# Written exercise 1:
Copy out the public comments on the amendment in full, word for word.

# Excerpted text:
--
Paul R. Brockman read from a booklet.  He donated the booklet to the Commission and Board.  It is titled "Do Profits Promote Pollution? The Myth of the Environmental Race to the Bottom" and written by Robert Fleck & Andrew Hanssen. It says essentially that they are dealing with an economic development ordinance, not an environmental ordinance.  The beauty of an environment has a major impact on the economic development.  “Quite obviously workers prefer clean beautiful settings to polluted ugly ones.  Consequently a firm will find it easier to attract good workers if it locates in a clean beautiful place.  Firms thus have a strong incentive to choose locations with good environmental conditions.”  Therefore, he commends the Commission’s efforts to preserve those conditions in this County. Virtually all of his property has steep slopes.  He commended the Board and Commission for their efforts to control development and the alternation of any of the steep slopes. The best use of these slopes is typically forestal. 

 

Jim Kennan said that he lived on a small acreage at 3157 Garth Road.  He agreed with the comments of Mr. Ivory and Mr. Ray.  Please seek and consider the unintended consequences of what they are proposing. This amendment will disenfranchise his two children and their many years of hard work to preserve their home place. His daughters had to seek employment elsewhere and are beginning as they get older to think about returning.  This amendment as written dashes their plans.  They have paid decades of taxes based largely on the development potential of this wooded and well located site.  It is not suited for agriculture, but ideal for thoughtfully sited very few homes in the woods.  It now appears that these sites will be inaccessible in the overall value of the property very significantly decreased.  He calls that a taking of property rights.  This amendment arbitrarily limits property rights, drastically lowers property values and negatively impacts many folks who live like his family as good citizens in a modest environment.  He was against the 15 year provision.  He was a retired army officer and had made 19 moves in 20 years.  People don’t stick around for 15 years not because they don’t want to, but because they can’t.  Many people have to seek their fortunes elsewhere.  What happens if someone dies?  What happens if one of our major businesses leave and our children can’t stay there?  Please give this very careful consideration. There are some unintended consequences here that really need to be examined.
--
# Stored data:
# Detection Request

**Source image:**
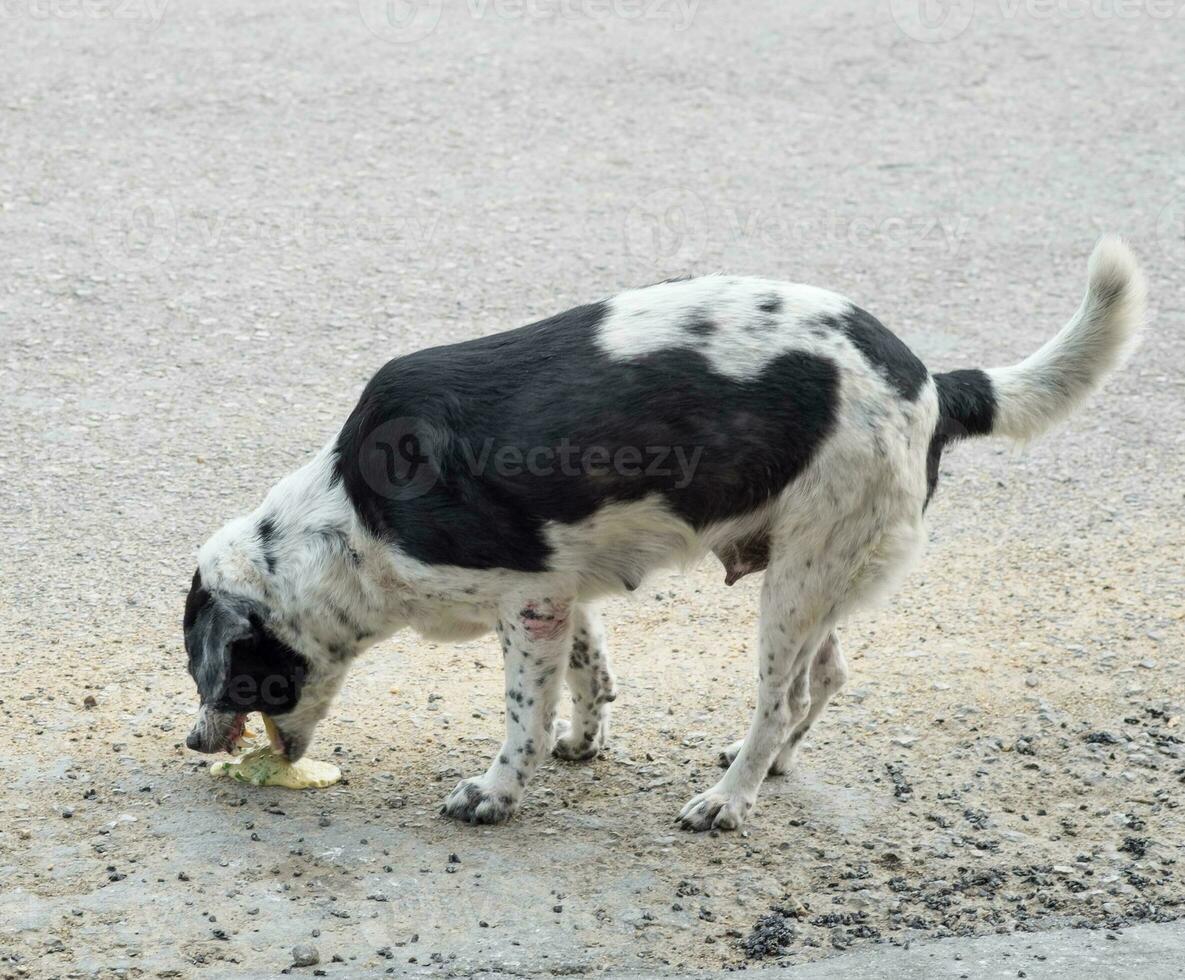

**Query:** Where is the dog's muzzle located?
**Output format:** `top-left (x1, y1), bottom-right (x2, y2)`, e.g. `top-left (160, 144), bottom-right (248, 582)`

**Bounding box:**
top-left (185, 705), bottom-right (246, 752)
--
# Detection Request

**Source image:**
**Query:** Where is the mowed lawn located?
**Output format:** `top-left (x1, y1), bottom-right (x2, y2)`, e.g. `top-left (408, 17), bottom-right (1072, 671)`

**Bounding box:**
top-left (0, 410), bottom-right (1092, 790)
--
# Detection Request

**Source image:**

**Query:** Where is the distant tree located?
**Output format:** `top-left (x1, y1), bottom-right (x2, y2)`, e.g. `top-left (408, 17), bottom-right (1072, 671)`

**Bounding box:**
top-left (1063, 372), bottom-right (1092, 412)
--
# Written exercise 2:
How many lines in the records above contain the string "Query"? Case counts. Reply with the number alone.

# Result 1:
Paul R. Brockman read from a booklet.  He donated the booklet to the Commission and Board.  It is titled "Do Profits Promote Pollution? The Myth of the Environmental Race to the Bottom" and written by Robert Fleck & Andrew Hanssen. It says essentially that they are dealing with an economic development ordinance, not an environmental ordinance.  The beauty of an environment has a major impact on the economic development.  “Quite obviously workers prefer clean beautiful settings to polluted ugly ones.  Consequently a firm will find it easier to attract good workers if it locates in a clean beautiful place.  Firms thus have a strong incentive to choose locations with good environmental conditions.”  Therefore, he commends the Commission’s efforts to preserve those conditions in this County. Virtually all of his property has steep slopes.  He commended the Board and Commission for their efforts to control development and the alternation of any of the steep slopes. The best use of these slopes is typically forestal. 

 

Jim Kennan said that he lived on a small acreage at 3157 Garth Road.  He agreed with the comments of Mr. Ivory and Mr. Ray.  Please seek and consider the unintended consequences of what they are proposing. This amendment will disenfranchise his two children and their many years of hard work to preserve their home place. His daughters had to seek employment elsewhere and are beginning as they get older to think about returning.  This amendment as written dashes their plans.  They have paid decades of taxes based largely on the development potential of this wooded and well located site.  It is not suited for agriculture, but ideal for thoughtfully sited very few homes in the woods.  It now appears that these sites will be inaccessible in the overall value of the property very significantly decreased.  He calls that a taking of property rights.  This amendment arbitrarily limits property rights, drastically lowers property values and negatively impacts many folks who live like his family as good citizens in a modest environment.  He was against the 15 year provision.  He was a retired army officer and had made 19 moves in 20 years.  People don’t stick around for 15 years not because they don’t want to, but because they can’t.  Many people have to seek their fortunes elsewhere.  What happens if someone dies?  What happens if one of our major businesses leave and our children can’t stay there?  Please give this very careful consideration. There are some unintended consequences here that really need to be examined.

# Result 2:
3